» **PROBLEM**
Please output the data exactly, minus pictures.

[Saved entries]
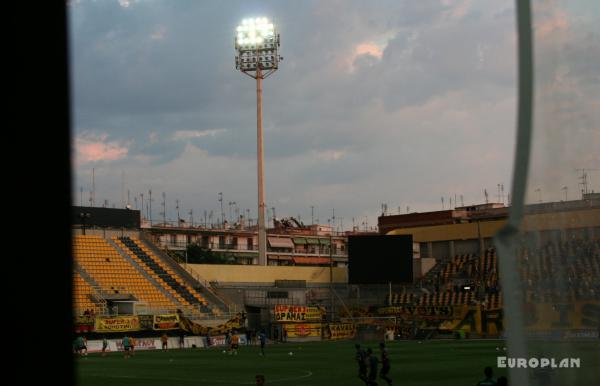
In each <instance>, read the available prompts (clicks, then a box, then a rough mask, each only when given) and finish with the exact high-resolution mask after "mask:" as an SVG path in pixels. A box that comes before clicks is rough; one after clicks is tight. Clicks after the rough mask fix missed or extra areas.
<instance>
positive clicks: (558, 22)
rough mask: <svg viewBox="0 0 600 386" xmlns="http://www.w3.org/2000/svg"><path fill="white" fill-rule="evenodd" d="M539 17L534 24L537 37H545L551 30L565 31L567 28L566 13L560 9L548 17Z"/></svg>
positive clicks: (543, 37) (545, 36)
mask: <svg viewBox="0 0 600 386" xmlns="http://www.w3.org/2000/svg"><path fill="white" fill-rule="evenodd" d="M540 19H541V20H540V21H539V22H537V23H536V26H535V29H536V32H537V34H538V38H546V37H548V36H549V35H550V34H552V33H553V32H557V31H565V30H567V29H568V28H569V20H568V19H567V15H566V14H565V13H564V12H562V11H556V12H554V13H553V14H551V15H549V16H548V17H542V18H540Z"/></svg>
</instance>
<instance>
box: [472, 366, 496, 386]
mask: <svg viewBox="0 0 600 386" xmlns="http://www.w3.org/2000/svg"><path fill="white" fill-rule="evenodd" d="M483 373H484V374H485V378H484V379H482V380H481V381H479V382H478V383H477V385H476V386H496V380H495V379H494V378H492V375H493V372H492V368H491V367H490V366H488V367H486V368H485V369H484V370H483Z"/></svg>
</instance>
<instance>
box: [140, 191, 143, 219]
mask: <svg viewBox="0 0 600 386" xmlns="http://www.w3.org/2000/svg"><path fill="white" fill-rule="evenodd" d="M140 198H141V199H142V220H144V193H140Z"/></svg>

» **YOUR RESPONSE**
In each <instance>, read the available prompts (clicks, then a box, then a rough mask, each only when given) and finish with the exact high-resolution mask after "mask:" as an SVG path in pixels. A box that comes before clicks is rough; one after clicks is tight. Clicks after the rough mask fix missed or extra areas.
<instance>
positive clicks: (558, 22)
rough mask: <svg viewBox="0 0 600 386" xmlns="http://www.w3.org/2000/svg"><path fill="white" fill-rule="evenodd" d="M539 17L534 24L537 37H545L551 30L565 31L567 28L566 13L560 9L548 17Z"/></svg>
positive clicks: (543, 37) (545, 36)
mask: <svg viewBox="0 0 600 386" xmlns="http://www.w3.org/2000/svg"><path fill="white" fill-rule="evenodd" d="M540 19H541V20H540V21H539V22H537V23H536V26H535V29H536V32H537V34H538V38H546V37H548V36H549V35H550V34H552V33H553V32H557V31H565V30H567V29H568V28H569V20H568V19H567V15H566V14H565V13H564V12H562V11H556V12H554V13H553V14H551V15H549V16H548V17H542V18H540Z"/></svg>
</instance>
<instance>
box: [472, 366, 496, 386]
mask: <svg viewBox="0 0 600 386" xmlns="http://www.w3.org/2000/svg"><path fill="white" fill-rule="evenodd" d="M483 373H484V374H485V378H484V379H482V380H481V381H479V382H478V383H477V385H476V386H496V380H495V379H494V378H492V375H493V372H492V368H491V367H490V366H488V367H486V368H485V369H484V370H483Z"/></svg>
</instance>
<instance>
box: [140, 191, 143, 219]
mask: <svg viewBox="0 0 600 386" xmlns="http://www.w3.org/2000/svg"><path fill="white" fill-rule="evenodd" d="M140 198H141V199H142V220H144V193H140Z"/></svg>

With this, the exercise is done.